___ Extrait choisi ___
De doutes abyssaux et de questionnements sans fin. Je me rappelle avoir demandé un jour à papa qui m'accompagnait à l'école : " Pourquoi je vis ? " Il a répondu : " Pour faire mon bonheur ! " J'avais 10 ans, mais la question m'a hantée toute ma vie. Qui suis-je ? Quel est le sens de ma vie ? A une époque, je sais que j'ai symbolisé l'image de la frivolité. Mais je ne m'amusais pas. Le fond n'était que gravité. Ce sont les animaux qui m'ont sauvée.


Sauvée de quoi ?

Sans eux je me serais suicidée. Ma vie ne me plaisait pas. Ces mondanités auxquelles j'étais conviée m'apparaissaient grotesques et surtout inutiles. Dénuée de but, la vie est insupportable. Car elle est injuste et cruelle. La vouer aux animaux a tout changé. Eux ne m'ont jamais déçue. Ils donnent leur cœur et leur confiance sans jamais les reprendre. Ils ne possèdent rien d'autre que leur vie et être à leur contact oblige à se concentrer sur l'essentiel : l'amour. Ils m'ont soudain donné un but. J'étais là pour les défendre et pas pour -aller me faire bronzer sur un yacht ou une plage des Seychelles avec un milliardaire.


Ça va cinq minutes…

Même pas ! Ça va trois secondes quand on est jeune. Mais ça ne donne aucune raison de se tenir droite, aucun ressort pour affronter la vie. Non seulement les animaux ont donné un sens à ma vie, mais ils m'ont aussi permis de vieillir sereinement. Sans paniquer devant mes rides et ma dégradation physique. Je m'en fous ! Mes animaux me voient vieille, et ça ne les gêne pas !


Beaucoup d'actrices ont recours à la chirurgie pour stopper la course du temps…

Je trouve ça triste à mourir. Un visage, c'est toute une histoire. On peut se faire tirer tout ce qu'on veut, sauf le cœur et l'âme qui sont lestés du poids de notre vie. Un visage privé de ses rides est donc en total contraste avec ce qu'on porte à l'intérieur. L'ensemble sonne faux ! La jeunesse est belle parce qu'elle est vraie. La fausse jeunesse est hideuse.


Claquer la porte du cinéma ne vous -offrait pas une voie toute tracée dans la défense des bêtes. Comment avez-vous fait ?
___ Lignes de données ___
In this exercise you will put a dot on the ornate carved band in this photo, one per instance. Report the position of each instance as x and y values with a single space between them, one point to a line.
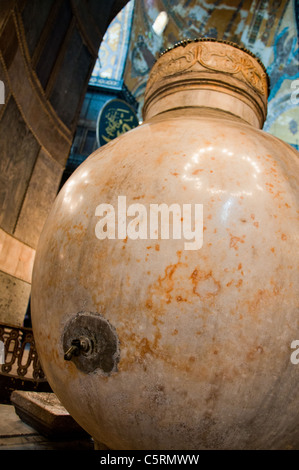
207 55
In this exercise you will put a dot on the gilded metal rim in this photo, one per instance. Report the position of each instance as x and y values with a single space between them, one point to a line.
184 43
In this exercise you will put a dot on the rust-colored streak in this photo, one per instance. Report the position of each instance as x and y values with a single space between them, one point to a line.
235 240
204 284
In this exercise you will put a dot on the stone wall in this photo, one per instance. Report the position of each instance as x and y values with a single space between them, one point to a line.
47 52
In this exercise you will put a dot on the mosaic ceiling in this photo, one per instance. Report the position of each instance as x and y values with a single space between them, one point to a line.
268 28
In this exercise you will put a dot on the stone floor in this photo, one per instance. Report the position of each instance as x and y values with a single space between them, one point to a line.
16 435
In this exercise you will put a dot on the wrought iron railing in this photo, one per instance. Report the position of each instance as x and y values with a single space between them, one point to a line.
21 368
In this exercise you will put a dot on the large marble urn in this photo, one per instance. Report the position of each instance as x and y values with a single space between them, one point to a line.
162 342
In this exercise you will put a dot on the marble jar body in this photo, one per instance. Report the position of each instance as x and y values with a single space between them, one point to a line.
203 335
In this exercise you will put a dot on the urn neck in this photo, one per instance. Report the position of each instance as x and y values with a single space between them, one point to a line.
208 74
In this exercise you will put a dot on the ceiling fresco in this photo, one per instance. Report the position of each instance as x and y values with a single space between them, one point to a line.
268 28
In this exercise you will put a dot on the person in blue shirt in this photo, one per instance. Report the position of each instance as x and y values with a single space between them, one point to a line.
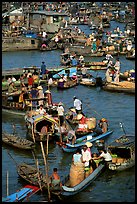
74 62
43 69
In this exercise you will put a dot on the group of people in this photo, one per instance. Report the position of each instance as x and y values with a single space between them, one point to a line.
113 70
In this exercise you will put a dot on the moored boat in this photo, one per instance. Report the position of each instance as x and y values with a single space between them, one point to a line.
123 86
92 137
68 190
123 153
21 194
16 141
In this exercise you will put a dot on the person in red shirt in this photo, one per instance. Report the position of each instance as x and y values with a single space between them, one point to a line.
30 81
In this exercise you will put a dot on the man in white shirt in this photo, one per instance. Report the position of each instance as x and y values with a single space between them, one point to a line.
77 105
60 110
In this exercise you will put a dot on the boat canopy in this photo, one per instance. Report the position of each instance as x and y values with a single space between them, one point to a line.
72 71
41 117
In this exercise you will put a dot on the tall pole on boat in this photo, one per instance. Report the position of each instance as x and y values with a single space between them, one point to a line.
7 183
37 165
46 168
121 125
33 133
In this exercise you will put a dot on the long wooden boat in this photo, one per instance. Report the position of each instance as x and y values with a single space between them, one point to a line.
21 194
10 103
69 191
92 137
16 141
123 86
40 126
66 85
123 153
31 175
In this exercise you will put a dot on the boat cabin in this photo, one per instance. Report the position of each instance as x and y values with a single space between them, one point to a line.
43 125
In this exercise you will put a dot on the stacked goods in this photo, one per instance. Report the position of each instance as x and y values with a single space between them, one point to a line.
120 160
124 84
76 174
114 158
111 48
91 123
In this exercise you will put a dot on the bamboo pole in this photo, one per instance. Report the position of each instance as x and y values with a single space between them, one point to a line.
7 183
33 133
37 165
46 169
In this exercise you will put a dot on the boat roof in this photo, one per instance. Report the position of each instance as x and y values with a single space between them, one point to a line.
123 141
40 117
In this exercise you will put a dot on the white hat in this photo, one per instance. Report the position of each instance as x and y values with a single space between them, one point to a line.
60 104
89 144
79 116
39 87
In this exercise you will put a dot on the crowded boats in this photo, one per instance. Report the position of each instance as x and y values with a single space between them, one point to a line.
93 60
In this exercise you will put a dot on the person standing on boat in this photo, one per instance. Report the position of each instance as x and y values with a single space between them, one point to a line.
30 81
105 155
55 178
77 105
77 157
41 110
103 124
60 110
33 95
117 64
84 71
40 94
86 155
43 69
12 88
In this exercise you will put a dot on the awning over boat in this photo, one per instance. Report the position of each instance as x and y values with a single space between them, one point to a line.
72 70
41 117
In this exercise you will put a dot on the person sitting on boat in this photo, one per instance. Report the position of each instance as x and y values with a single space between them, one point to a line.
___
» **Consignes**:
1. Dans le premier paragraphe de l'extrait choisi, relevez toutes les questions que la personne interviewée dit s'être posées sur sa propre vie.
2. Repérez toutes les lignes des entrées où figure le mot "white", puis recopiez-les.

» **Réponses**:
1.
Pourquoi je vis ?
Qui suis-je ?
Quel est le sens de ma vie ?

2.
In this exercise you will put a dot on the man in white shirt in this photo, one per instance. Report the position of each instance as x and y values with a single space between them, one point to a line.
In this exercise you will put a dot on the white hat in this photo, one per instance. Report the position of each instance as x and y values with a single space between them, one point to a line.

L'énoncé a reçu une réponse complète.